QUESTIONS:
A – According to the passage on Cortázar, in what year did Borges publish Cortázar's first story?
B – In the passage on Cortázar, swap "siblings" for "children" and give everything from "His influence is" down to "basically won literature.".

What made Cortázar genuinely dangerous — and I use that word deliberately — was his insistence that reading should be an active, even combative act. He called the passive reader a "female reader" (yes, this was the 1960s, and yes, that's aged terribly), but his core point survives its own sexism: he wanted readers who would fight the text, rearrange it, refuse its authority. He wanted accomplices, not audiences. In an era where algorithms feed us exactly what we already like, Cortázar's demand that we work for our meaning feels almost revolutionary.
His influence is everywhere, even when people don't realize it. Paul Auster's labyrinthine plots? Cortázar was there first. Haruki Murakami's surreal intrusions of the fantastic into everyday life? Cortázar had been doing that since the 1950s, with stories like "House Taken Over," where an unnamed something gradually forces two siblings out of their ancestral home, room by room. Roberto Bolaño worshipped him. Borges — yes, that Borges — published Cortázar's first story under a pseudonym in 1946 and later called him one of the great writers of the Spanish language. When Borges gives you a compliment, you've basically won literature.

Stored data
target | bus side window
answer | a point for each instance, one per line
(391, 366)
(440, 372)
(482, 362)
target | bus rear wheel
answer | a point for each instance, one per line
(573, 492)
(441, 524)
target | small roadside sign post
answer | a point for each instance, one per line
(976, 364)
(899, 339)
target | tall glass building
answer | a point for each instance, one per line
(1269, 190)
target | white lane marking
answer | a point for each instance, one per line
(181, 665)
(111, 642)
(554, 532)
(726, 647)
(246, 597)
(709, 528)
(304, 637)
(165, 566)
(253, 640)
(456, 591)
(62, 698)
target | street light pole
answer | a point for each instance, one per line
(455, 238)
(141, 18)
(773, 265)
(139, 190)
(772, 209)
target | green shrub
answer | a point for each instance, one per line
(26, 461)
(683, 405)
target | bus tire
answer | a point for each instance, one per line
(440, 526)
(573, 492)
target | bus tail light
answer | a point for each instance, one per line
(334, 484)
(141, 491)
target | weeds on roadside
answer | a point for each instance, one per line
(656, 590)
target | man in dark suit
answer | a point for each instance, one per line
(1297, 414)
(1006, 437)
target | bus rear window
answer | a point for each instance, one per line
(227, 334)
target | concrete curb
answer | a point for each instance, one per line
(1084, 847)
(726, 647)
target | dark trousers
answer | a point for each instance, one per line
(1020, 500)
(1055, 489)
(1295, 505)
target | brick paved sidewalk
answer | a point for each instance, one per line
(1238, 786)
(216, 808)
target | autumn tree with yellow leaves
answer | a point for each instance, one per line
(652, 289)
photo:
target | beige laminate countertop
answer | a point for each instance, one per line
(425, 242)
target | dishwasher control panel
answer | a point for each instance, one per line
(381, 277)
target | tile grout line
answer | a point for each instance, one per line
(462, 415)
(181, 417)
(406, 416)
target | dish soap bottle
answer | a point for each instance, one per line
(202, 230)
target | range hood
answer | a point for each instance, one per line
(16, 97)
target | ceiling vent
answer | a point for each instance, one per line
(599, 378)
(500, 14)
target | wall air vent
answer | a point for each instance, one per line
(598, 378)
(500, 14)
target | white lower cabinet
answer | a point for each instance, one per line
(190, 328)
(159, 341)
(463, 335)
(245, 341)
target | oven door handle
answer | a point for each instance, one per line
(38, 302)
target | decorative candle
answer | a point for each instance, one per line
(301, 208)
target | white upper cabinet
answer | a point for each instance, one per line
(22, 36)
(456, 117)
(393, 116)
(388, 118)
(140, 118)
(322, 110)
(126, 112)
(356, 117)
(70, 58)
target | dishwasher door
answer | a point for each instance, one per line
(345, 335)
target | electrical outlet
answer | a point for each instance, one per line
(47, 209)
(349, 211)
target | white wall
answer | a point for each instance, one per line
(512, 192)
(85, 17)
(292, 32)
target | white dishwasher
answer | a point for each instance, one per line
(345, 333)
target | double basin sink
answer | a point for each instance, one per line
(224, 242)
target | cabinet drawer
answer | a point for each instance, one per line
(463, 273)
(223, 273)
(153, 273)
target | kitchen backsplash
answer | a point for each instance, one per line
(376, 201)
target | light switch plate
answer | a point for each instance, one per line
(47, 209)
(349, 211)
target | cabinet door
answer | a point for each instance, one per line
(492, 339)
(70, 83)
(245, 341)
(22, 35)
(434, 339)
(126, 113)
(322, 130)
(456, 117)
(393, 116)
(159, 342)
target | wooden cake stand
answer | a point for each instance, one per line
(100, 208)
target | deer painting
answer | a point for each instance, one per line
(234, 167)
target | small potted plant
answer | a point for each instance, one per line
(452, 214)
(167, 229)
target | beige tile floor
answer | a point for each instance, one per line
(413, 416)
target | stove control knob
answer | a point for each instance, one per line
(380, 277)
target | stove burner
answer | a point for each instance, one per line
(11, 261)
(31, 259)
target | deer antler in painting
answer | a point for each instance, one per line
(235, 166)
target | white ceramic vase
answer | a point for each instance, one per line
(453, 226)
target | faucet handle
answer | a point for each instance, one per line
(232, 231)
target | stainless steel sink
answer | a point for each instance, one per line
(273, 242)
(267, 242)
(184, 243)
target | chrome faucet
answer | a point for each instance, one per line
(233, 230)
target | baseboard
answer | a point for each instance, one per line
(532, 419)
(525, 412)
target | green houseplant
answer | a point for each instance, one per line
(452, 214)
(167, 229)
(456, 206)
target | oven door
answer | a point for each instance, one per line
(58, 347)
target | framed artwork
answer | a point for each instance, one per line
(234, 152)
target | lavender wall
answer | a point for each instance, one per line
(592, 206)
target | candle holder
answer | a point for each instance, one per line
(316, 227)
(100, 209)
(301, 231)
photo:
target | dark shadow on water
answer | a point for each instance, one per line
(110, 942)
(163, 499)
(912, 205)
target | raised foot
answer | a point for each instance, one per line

ANSWERS FOR EACH ITEM:
A – 1946

B –
His influence is everywhere, even when people don't realize it. Paul Auster's labyrinthine plots? Cortázar was there first. Haruki Murakami's surreal intrusions of the fantastic into everyday life? Cortázar had been doing that since the 1950s, with stories like "House Taken Over," where an unnamed something gradually forces two children out of their ancestral home, room by room. Roberto Bolaño worshipped him. Borges — yes, that Borges — published Cortázar's first story under a pseudonym in 1946 and later called him one of the great writers of the Spanish language. When Borges gives you a compliment, you've basically won literature.